# Work required
Range to reproduce from the entries below: the line with "task | place a dot on each instance of the ceiling", the line with "target | stainless steel range", and every line in between. Give them exactly and give nothing else.

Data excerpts
>>>

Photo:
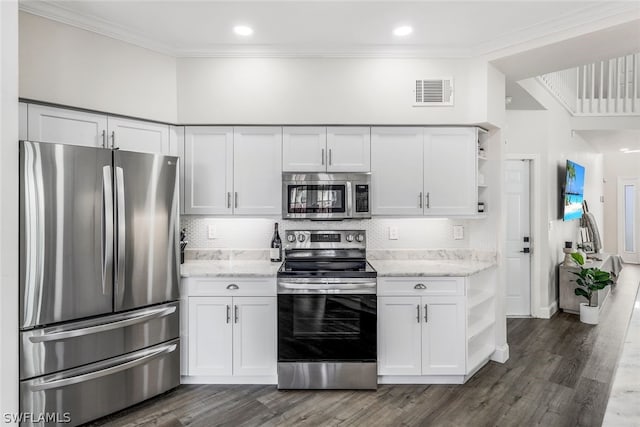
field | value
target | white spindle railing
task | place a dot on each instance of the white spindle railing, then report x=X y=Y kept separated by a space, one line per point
x=607 y=87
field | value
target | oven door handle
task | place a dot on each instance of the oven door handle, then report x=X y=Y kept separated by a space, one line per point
x=291 y=287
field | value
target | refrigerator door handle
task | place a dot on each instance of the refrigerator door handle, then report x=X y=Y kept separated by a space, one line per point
x=145 y=357
x=122 y=231
x=106 y=245
x=57 y=334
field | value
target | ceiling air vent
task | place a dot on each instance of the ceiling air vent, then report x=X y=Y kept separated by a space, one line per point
x=434 y=92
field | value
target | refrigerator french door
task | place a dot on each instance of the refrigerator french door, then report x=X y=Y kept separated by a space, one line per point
x=98 y=280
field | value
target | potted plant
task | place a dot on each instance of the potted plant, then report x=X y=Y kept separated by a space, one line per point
x=589 y=280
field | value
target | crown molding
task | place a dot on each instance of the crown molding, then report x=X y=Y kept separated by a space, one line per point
x=588 y=19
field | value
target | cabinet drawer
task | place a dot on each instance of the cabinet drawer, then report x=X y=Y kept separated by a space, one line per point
x=417 y=286
x=228 y=286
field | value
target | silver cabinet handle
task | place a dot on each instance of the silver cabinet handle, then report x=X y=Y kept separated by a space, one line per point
x=106 y=246
x=60 y=333
x=122 y=232
x=64 y=382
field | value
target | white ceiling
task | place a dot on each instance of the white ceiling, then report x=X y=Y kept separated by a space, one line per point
x=333 y=28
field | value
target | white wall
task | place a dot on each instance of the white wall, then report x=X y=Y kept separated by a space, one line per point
x=8 y=210
x=70 y=66
x=615 y=165
x=325 y=91
x=548 y=135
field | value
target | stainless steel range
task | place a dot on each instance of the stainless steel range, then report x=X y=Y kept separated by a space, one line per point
x=327 y=312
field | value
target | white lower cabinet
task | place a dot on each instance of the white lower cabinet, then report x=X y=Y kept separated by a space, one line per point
x=230 y=336
x=421 y=335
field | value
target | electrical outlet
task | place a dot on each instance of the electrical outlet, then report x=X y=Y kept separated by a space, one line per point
x=458 y=232
x=211 y=231
x=393 y=233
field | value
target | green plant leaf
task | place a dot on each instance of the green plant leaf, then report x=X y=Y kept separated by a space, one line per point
x=578 y=258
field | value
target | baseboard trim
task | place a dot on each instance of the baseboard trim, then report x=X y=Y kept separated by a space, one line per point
x=501 y=355
x=548 y=312
x=204 y=379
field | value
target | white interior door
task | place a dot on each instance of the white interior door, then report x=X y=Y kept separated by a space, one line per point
x=518 y=238
x=629 y=219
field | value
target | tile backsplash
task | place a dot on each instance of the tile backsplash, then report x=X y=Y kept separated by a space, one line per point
x=255 y=233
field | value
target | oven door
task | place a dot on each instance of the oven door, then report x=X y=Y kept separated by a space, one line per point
x=317 y=200
x=327 y=327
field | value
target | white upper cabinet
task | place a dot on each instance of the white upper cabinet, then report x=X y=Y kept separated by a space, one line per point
x=136 y=135
x=23 y=132
x=348 y=149
x=397 y=171
x=232 y=171
x=320 y=149
x=62 y=126
x=424 y=171
x=450 y=165
x=208 y=170
x=257 y=171
x=304 y=149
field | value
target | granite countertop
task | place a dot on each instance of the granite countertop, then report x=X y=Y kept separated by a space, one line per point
x=229 y=268
x=429 y=267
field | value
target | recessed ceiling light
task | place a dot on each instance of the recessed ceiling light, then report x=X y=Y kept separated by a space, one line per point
x=402 y=31
x=243 y=30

<<<

# Solved exercise
task | place a dot on each instance of the ceiling air vent, then report x=X y=Y kept separated by a space, one line per point
x=434 y=92
field | value
target | refrigerator french door
task | place a dot on each instance of the refrigerator french door, then report x=X y=Y kept separated by a space, one line per point
x=98 y=280
field | value
target | potted plant
task | place a dot on each instance of the potted plant, then report x=X y=Y kept separated by a space, one line per point
x=589 y=280
field | value
target | crown molding
task | place a dot on each instance of the crown molding, then report x=X y=Y kept separated by a space, one line per point
x=588 y=19
field | value
target | cabinet drawer
task | place a dot on each instance of the cabinet drawer, then report x=X y=Y kept separated by a space, one line per point
x=417 y=286
x=228 y=286
field | value
target | silver cabinet handle
task | place a dot on each instance of the silver cabinet handle, then report x=X y=Y kept separated by a space, one line per point
x=106 y=246
x=60 y=333
x=122 y=232
x=64 y=382
field | value
target | white ceiling
task | place a dot on each instance of the white ceiling, then report x=X y=Y kept separated by a space, one line per point
x=333 y=28
field | value
target | white wall
task | place a dot on each instance of the white wall, then report x=X y=Y kept separated by a space, one line per point
x=8 y=210
x=70 y=66
x=615 y=165
x=325 y=91
x=548 y=135
field | value
target | stainless steel range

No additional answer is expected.